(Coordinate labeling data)
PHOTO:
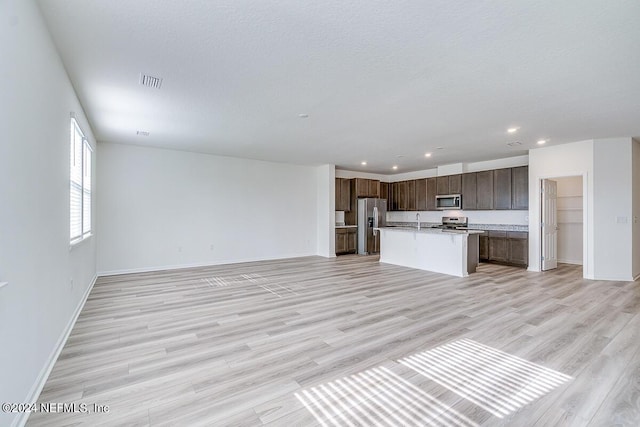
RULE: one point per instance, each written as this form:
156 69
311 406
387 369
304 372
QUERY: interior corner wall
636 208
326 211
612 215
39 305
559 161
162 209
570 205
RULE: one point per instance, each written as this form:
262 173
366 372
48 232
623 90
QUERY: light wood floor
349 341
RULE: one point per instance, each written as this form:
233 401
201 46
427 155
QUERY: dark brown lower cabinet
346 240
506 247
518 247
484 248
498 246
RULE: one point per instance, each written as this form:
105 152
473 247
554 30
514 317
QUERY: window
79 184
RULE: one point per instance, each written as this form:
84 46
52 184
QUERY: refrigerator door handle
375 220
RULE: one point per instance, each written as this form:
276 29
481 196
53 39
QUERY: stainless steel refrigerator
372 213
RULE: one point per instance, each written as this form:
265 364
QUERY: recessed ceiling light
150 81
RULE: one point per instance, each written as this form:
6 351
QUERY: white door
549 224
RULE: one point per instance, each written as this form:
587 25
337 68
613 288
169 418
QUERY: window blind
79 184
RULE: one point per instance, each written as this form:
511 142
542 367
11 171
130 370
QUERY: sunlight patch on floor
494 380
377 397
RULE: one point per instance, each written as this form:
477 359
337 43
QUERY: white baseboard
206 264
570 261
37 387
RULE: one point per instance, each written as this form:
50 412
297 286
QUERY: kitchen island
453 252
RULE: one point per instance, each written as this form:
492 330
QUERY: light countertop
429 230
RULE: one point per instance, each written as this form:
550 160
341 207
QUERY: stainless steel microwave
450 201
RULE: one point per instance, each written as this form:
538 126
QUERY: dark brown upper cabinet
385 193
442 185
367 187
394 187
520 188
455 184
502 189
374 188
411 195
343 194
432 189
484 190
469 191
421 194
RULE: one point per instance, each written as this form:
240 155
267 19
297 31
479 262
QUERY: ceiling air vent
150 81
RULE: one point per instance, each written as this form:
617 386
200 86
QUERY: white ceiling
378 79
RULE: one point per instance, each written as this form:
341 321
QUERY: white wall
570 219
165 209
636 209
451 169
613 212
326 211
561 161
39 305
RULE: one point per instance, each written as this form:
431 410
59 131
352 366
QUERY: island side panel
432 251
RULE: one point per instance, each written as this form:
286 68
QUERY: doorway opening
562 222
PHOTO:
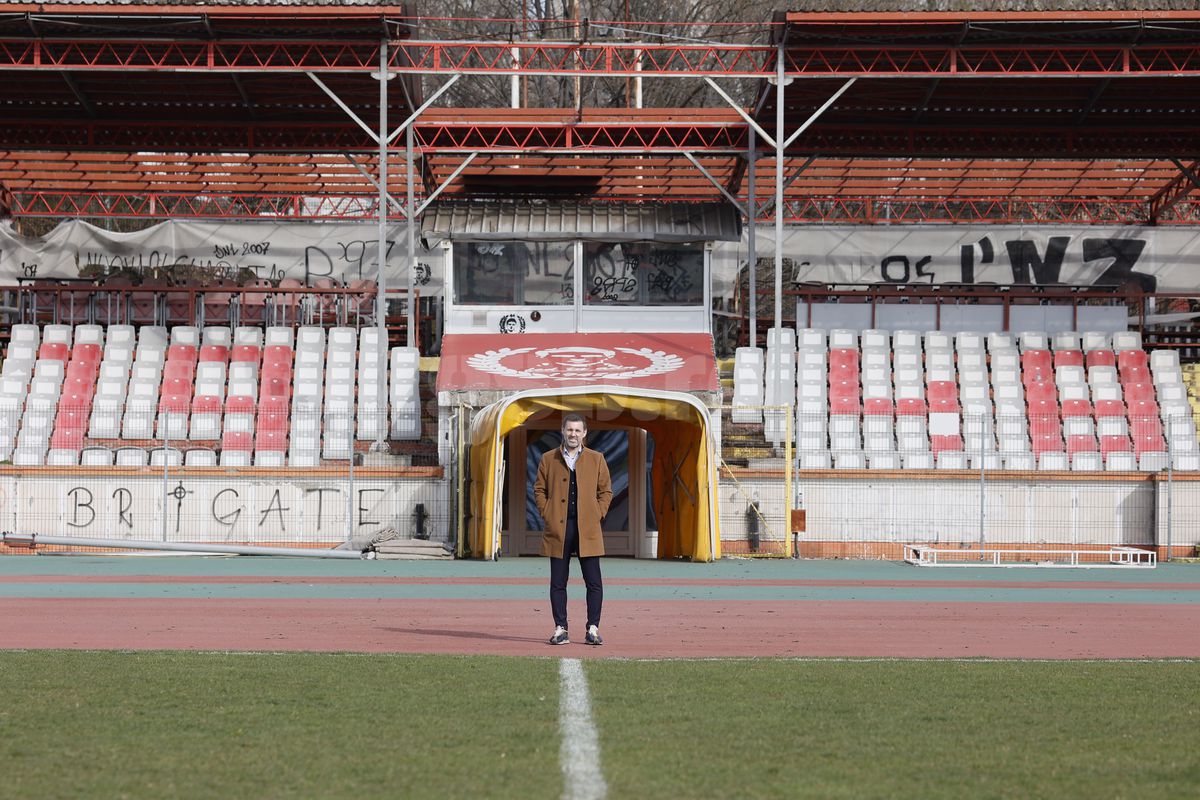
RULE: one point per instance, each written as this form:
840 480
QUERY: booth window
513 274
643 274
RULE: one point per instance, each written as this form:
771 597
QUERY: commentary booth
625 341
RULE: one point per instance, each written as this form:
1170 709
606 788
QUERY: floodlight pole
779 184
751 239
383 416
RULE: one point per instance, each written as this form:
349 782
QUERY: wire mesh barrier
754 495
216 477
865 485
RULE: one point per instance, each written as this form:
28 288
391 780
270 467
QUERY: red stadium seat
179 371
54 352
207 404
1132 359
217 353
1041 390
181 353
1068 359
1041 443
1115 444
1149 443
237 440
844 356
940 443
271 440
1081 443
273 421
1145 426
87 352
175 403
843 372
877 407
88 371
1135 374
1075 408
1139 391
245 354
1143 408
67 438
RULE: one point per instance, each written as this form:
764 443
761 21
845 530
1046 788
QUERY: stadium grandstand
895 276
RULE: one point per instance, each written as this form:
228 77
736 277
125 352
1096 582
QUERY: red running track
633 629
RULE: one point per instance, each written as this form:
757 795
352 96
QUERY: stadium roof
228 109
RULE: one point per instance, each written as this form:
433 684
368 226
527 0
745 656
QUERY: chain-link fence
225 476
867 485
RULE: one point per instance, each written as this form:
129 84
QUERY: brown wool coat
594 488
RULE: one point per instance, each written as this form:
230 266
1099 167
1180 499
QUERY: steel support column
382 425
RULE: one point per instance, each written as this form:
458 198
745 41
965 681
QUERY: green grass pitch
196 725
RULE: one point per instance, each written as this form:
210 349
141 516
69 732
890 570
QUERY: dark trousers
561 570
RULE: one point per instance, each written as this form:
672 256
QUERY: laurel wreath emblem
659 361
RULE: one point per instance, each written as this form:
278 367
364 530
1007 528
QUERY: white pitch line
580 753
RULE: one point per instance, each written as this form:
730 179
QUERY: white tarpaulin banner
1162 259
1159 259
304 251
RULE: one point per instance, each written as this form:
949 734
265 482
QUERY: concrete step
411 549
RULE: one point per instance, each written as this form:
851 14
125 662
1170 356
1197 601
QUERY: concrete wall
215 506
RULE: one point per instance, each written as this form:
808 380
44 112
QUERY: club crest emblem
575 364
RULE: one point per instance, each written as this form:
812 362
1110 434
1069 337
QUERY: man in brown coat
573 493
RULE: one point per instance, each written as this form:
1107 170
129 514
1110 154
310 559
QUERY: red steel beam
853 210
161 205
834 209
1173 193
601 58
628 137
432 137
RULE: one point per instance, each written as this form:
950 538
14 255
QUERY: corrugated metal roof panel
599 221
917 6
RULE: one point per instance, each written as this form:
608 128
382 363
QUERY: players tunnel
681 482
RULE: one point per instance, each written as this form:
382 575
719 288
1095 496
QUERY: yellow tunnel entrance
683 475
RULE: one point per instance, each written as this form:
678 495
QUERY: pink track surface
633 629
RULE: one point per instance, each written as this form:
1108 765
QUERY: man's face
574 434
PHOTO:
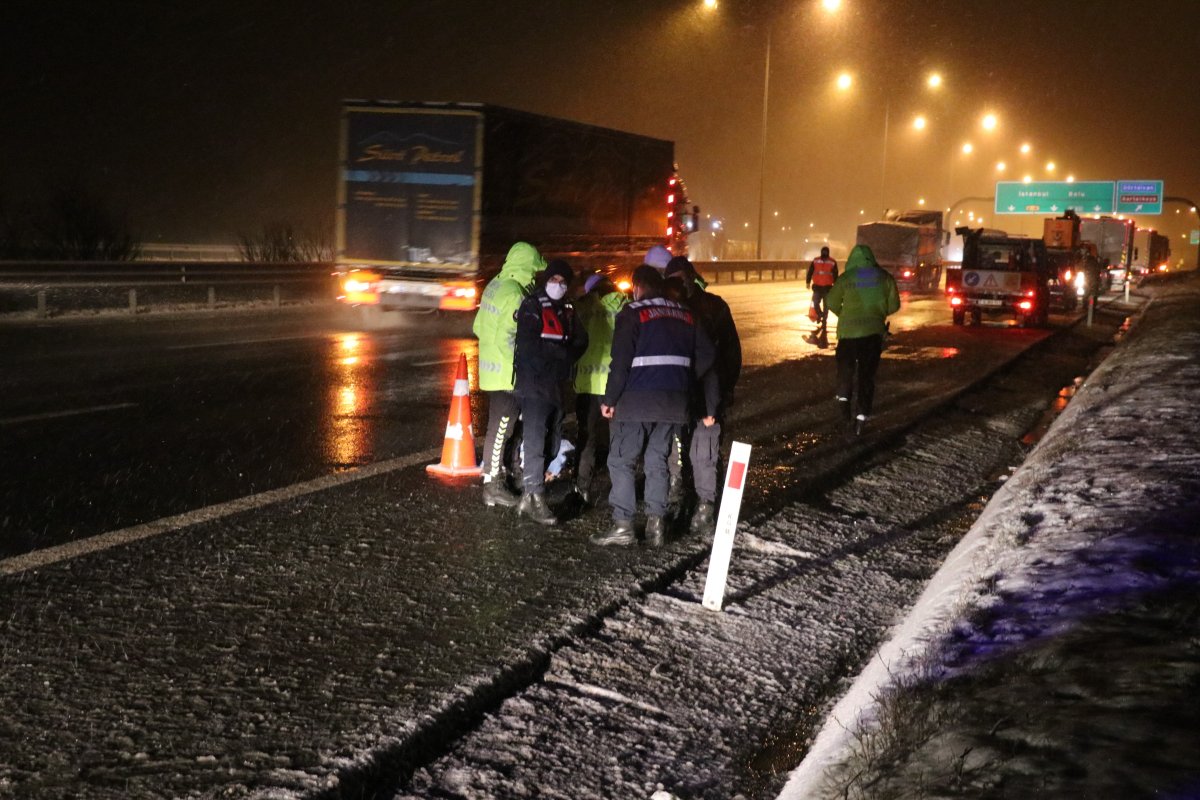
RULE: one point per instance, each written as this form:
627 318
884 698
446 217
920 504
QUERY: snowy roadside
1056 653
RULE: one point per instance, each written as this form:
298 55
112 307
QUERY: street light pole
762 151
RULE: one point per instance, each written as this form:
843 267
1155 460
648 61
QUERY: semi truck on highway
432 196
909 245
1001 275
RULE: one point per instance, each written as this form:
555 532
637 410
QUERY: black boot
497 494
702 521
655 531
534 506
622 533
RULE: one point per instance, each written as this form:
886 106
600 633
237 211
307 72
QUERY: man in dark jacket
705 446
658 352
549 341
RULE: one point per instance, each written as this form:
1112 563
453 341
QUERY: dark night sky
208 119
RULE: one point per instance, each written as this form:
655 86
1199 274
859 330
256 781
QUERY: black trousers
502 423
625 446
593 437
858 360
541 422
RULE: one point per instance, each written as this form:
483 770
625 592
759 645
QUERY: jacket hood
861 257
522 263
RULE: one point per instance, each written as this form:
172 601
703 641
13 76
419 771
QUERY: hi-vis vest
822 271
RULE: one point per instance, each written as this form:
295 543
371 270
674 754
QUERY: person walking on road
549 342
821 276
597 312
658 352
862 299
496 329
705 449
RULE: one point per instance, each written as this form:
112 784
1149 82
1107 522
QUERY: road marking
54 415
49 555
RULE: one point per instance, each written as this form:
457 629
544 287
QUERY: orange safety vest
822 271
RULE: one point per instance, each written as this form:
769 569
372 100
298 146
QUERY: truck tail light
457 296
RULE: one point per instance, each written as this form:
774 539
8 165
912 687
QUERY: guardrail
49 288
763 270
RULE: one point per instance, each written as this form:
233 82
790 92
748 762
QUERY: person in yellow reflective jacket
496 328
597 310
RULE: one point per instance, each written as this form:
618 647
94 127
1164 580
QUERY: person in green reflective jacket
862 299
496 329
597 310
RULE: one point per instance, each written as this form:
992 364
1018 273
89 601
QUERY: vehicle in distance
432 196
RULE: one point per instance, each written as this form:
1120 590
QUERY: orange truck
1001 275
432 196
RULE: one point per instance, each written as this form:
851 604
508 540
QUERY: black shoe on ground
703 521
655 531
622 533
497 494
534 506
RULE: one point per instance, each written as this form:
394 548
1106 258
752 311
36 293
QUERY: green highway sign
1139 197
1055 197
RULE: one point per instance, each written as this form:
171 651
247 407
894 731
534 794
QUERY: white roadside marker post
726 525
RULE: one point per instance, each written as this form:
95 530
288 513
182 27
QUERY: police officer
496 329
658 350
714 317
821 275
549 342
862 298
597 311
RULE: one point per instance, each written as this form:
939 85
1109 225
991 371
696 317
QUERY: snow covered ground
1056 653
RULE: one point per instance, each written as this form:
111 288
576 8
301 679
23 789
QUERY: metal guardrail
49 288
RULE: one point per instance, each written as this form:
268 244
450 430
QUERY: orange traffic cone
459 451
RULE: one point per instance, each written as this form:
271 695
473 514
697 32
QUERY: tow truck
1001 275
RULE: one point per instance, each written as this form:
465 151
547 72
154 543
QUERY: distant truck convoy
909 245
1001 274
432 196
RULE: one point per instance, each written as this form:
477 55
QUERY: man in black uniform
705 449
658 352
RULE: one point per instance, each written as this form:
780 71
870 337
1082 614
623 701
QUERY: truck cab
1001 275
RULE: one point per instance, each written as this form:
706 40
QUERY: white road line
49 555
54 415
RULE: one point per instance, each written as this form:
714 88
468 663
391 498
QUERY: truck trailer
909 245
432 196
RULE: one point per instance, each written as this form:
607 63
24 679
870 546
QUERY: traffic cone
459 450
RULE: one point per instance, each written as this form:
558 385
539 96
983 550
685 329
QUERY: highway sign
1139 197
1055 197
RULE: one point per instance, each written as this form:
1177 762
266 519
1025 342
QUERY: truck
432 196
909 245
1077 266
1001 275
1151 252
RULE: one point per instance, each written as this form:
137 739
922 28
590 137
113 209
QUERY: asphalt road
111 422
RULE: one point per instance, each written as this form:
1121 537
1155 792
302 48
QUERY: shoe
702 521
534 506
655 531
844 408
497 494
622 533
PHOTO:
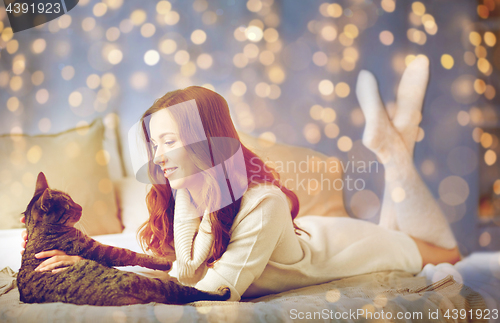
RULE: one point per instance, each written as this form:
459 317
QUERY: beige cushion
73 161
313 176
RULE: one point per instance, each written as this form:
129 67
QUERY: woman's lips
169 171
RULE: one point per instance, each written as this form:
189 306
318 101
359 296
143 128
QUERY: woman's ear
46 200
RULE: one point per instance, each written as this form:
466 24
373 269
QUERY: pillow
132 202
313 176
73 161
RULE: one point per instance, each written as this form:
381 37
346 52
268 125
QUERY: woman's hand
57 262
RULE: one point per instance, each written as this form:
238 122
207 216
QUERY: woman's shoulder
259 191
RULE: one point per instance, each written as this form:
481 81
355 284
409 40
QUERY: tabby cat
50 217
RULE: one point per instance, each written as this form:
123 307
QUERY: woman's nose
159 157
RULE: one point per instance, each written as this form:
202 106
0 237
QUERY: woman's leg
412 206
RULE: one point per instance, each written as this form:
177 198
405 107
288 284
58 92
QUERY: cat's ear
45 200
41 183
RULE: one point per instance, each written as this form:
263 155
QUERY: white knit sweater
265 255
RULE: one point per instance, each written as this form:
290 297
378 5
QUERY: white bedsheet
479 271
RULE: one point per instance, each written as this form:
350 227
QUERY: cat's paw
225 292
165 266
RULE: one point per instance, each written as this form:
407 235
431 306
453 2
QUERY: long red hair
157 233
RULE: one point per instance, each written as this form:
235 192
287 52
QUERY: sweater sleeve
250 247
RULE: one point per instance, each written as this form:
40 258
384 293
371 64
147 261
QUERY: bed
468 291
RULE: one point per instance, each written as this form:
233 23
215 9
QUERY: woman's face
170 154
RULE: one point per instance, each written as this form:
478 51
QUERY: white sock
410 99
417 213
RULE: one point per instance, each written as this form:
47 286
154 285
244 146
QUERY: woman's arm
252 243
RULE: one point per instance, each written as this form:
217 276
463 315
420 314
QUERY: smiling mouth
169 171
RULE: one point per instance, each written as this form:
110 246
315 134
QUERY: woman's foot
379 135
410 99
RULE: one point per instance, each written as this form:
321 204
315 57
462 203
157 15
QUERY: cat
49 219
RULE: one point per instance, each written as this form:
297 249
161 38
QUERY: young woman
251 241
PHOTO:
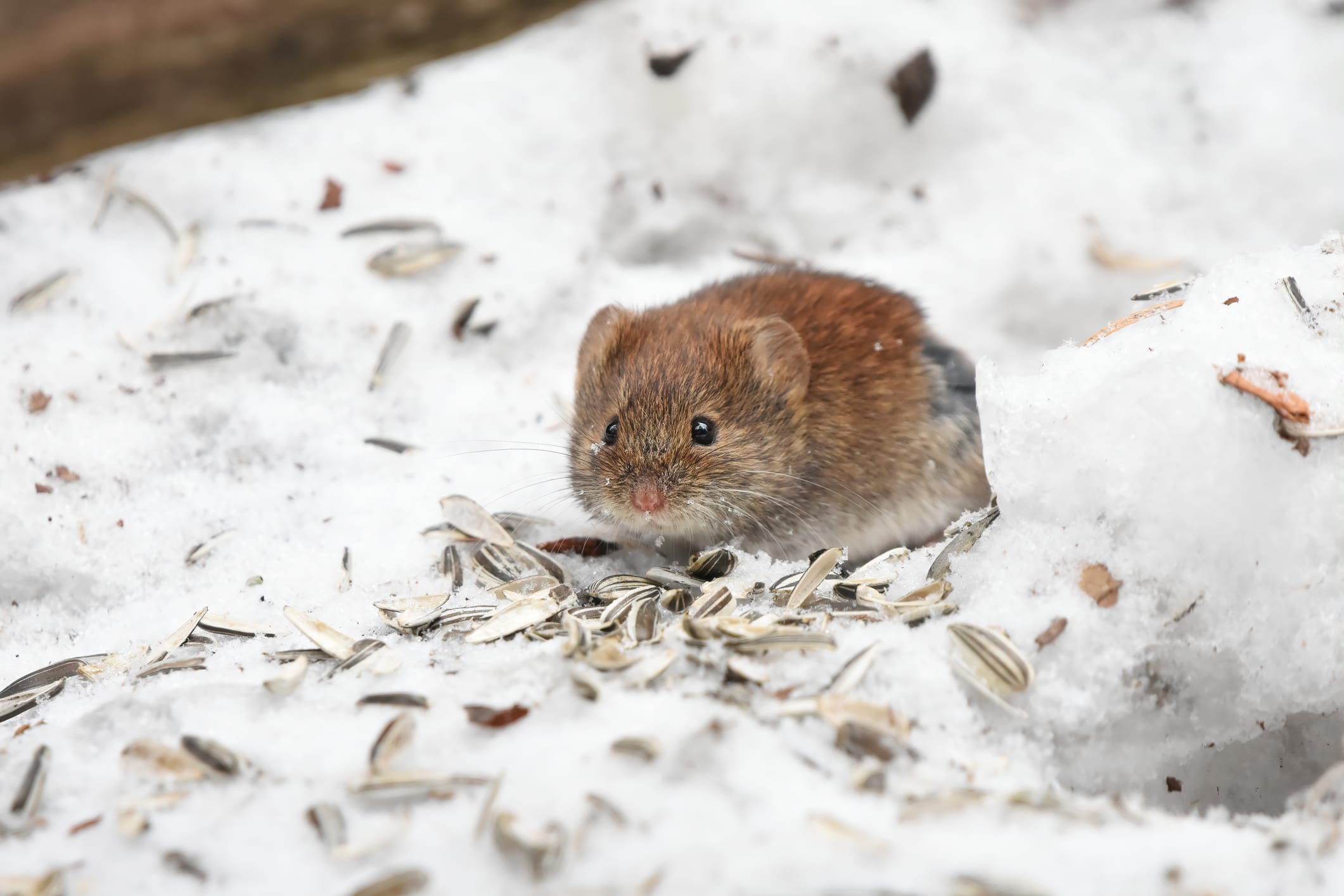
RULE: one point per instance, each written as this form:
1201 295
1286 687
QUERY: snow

Exercise details: Select every line in the records above that contains the string "orange", and copy each one out. Match case exactly.

Finished task:
QUERY: orange safety vest
QUERY: orange truck
QUERY: orange traffic cone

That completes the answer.